-- Begin --
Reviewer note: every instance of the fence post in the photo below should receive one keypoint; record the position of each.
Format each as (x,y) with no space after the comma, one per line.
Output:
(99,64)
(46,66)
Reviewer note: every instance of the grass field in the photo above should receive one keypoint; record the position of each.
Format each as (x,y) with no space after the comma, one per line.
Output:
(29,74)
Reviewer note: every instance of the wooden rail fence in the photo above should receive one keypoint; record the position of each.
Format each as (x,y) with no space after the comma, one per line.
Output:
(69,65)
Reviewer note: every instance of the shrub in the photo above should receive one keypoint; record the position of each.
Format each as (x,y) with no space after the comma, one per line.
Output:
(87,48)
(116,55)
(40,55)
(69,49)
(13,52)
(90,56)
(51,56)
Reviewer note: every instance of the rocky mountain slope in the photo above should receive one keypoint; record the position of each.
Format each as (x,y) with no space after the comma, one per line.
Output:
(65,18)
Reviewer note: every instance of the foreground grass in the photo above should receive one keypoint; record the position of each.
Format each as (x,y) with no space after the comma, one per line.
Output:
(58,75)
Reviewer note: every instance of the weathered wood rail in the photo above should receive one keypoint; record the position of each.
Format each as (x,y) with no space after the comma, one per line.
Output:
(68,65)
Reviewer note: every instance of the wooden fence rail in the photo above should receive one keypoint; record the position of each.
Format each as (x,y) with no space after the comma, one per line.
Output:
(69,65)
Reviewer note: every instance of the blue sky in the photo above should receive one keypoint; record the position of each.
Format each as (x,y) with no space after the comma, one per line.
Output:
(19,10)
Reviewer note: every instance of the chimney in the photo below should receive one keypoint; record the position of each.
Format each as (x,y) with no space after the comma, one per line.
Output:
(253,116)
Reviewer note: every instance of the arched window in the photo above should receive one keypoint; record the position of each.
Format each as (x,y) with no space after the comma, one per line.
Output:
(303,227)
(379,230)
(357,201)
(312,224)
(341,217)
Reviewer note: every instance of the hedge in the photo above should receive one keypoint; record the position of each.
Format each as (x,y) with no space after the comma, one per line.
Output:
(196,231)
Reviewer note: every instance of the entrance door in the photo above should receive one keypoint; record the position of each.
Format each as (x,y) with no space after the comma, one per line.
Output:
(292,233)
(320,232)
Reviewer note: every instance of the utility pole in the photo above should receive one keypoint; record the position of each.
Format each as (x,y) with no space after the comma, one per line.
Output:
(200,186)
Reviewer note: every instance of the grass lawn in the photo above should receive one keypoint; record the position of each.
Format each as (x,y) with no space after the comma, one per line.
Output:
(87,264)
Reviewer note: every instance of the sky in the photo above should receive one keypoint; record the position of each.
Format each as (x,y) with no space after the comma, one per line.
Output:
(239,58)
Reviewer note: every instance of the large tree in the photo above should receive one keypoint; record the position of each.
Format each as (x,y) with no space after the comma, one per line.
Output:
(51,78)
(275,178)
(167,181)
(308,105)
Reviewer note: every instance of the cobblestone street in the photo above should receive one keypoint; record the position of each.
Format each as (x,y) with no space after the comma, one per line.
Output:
-- End --
» Written problem: Express every line of the records above as a JSON list of strings, with one string per line and blank lines left out.

» Correct result:
[
  "Reviewer note: every instance of the fence post in the photo below should receive one keypoint; record the position of each.",
  "Format each as (x,y) with no space after the comma, one per line.",
  "Output:",
  "(99,64)",
  "(46,66)",
  "Reviewer note: every instance of the grass field in the photo above should receive one keypoint; record the position of each.",
  "Format each as (x,y) with no space after the comma, one per line.",
  "Output:",
  "(29,74)",
  "Reviewer note: every instance of the wooden rail fence in the photo above should receive one keypoint; record the position of each.",
  "Format each as (x,y) with no space after the comma, one per line.",
  "Output:",
  "(69,65)",
  "Reviewer note: every instance of the shrub in the photo above should receive one keypoint; record the position of each.",
  "Format each as (x,y) with no space after the comma, one per line.",
  "Output:",
  "(87,48)",
  "(116,55)",
  "(40,55)",
  "(69,49)",
  "(13,52)",
  "(90,56)",
  "(51,56)",
  "Reviewer note: every instance of the rocky mountain slope in the photo above should receive one keypoint; record the position of each.",
  "Format each as (x,y) with no space after the comma, one per line.",
  "Output:",
  "(65,18)",
  "Reviewer note: every instance of the foreground grass in the photo above should receive one keypoint; record the position of each.",
  "Format each as (x,y) with no space after the comma, one per line.",
  "Output:",
  "(58,75)",
  "Reviewer note: every instance of the weathered wood rail in the photo above should receive one keypoint; record the position of each.",
  "Format each as (x,y) with no space after the comma, one per line.",
  "Output:",
  "(68,65)",
  "Reviewer note: every instance of the wooden fence rail in the photo above should receive one keypoint; record the position of each.",
  "Format each as (x,y) with no space after the comma, one per line.",
  "Output:",
  "(69,65)",
  "Reviewer note: every instance of the blue sky in the photo above should receive one keypoint; record the position of each.",
  "Format each as (x,y) with no space after the comma, one per line.",
  "Output:",
  "(19,10)",
  "Reviewer note: every instance of the chimney in the photo below should receive one keypoint; record the position of each.",
  "Format each as (x,y) with no space after the comma, one per line.",
  "Output:",
  "(253,116)",
  "Reviewer note: every instance of the arched window in the photo above should receive one keypoint; record the position of each.",
  "Format each as (x,y) with no space after the comma, one per line.",
  "Output:",
  "(303,227)",
  "(379,230)",
  "(357,201)",
  "(312,224)",
  "(341,217)",
  "Reviewer note: every instance of the hedge in the photo above should receive one keypoint; record the position of each.",
  "Format each as (x,y) with no space after the comma, one per line.",
  "Output:",
  "(196,231)",
  "Reviewer note: every instance of the entrance door in the photo above should receive one keypoint; record the position of each.",
  "Format each as (x,y) with no space after the comma, one per line.",
  "Output:",
  "(292,233)",
  "(320,232)",
  "Reviewer note: every instance of the utility pole in the photo above should receive one keypoint; record the position of each.",
  "Format each as (x,y) with no space after the comma, one per line.",
  "Output:",
  "(200,186)",
  "Reviewer note: every instance of the grass lawn in the photo above should receive one keypoint; record the position of each.",
  "Format each as (x,y) with no space after the comma, one per line.",
  "Output:",
  "(87,264)",
  "Reviewer note: every instance of the sky in the photo above should receive one keypoint; record the position of each.",
  "Format each as (x,y) with no space after the comma, one per line.",
  "Output:",
  "(239,58)",
  "Reviewer note: every instance of the large tree in the photo above should receive one keypoint; record the position of each.",
  "Format each as (x,y) with no space after the comma, one per line.",
  "Output:",
  "(51,78)",
  "(275,178)",
  "(167,181)",
  "(308,105)",
  "Reviewer note: every instance of the cobblestone street in the photo above should receive one keypoint; record the position of each.",
  "Format each as (x,y) with no space after the comma, one per line.",
  "Output:"
]